═══ DATA SUPPLIED ═══

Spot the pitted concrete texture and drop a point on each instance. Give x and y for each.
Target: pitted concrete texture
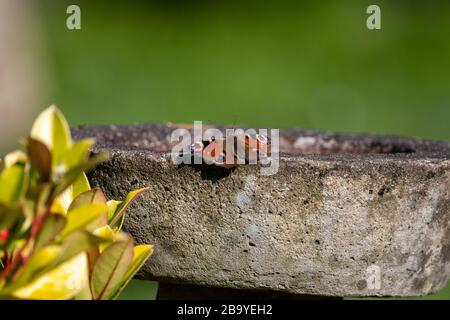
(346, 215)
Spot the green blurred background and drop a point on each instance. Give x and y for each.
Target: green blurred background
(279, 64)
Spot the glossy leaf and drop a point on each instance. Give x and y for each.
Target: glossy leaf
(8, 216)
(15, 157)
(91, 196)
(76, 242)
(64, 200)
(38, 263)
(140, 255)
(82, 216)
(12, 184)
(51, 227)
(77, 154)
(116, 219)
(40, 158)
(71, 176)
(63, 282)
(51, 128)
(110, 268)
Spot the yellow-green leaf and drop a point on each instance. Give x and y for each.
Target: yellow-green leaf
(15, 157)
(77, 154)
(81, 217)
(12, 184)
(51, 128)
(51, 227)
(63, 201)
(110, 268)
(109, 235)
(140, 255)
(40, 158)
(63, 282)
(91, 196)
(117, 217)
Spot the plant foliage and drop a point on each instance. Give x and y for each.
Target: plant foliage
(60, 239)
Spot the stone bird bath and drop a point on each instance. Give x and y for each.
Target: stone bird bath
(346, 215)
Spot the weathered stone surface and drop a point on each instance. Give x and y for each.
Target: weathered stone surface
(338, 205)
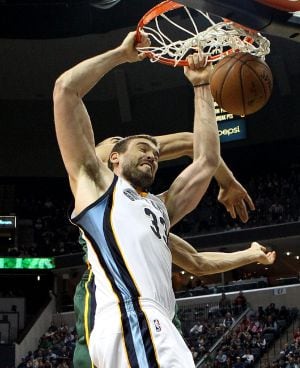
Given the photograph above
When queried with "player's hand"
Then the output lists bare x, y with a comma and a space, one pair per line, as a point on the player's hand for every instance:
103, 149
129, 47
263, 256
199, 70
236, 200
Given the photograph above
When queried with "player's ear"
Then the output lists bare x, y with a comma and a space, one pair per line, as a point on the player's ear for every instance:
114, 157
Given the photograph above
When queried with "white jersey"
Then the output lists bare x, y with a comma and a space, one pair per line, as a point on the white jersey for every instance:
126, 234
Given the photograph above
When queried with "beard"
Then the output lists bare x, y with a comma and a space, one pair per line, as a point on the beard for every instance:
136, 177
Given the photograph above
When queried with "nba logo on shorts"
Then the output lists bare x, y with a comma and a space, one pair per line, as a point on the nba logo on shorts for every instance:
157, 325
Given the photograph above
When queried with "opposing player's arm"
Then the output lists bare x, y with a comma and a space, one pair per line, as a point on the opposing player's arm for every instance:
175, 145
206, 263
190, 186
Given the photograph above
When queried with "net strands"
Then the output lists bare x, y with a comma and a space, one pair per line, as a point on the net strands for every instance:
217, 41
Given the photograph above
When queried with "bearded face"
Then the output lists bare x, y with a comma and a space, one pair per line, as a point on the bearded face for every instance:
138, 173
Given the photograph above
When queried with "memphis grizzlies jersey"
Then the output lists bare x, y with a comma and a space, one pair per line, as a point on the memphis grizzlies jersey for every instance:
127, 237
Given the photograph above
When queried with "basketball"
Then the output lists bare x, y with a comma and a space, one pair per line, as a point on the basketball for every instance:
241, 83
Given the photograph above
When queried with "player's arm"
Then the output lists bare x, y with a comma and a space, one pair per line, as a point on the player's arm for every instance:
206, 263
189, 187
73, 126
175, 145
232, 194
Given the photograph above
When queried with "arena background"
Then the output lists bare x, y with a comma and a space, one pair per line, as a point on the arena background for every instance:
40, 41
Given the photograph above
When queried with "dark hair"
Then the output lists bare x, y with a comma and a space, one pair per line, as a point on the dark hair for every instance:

═══

TASK » From the opening line of the entries, copy each line exactly until the line with "Spot the glossy", which is copied as well; leave out pictures.

REPLY TO THE EXERCISE »
Spot the pitted concrete texture and drop a point on each instance. Give x and y for each.
Target: pitted concrete texture
(346, 215)
Spot the green blurred background and drop a point on each instance. Give x and y for each.
Target: green blurred background
(279, 64)
Spot the glossy leaf and drop a point on each instance. Give x and y for each.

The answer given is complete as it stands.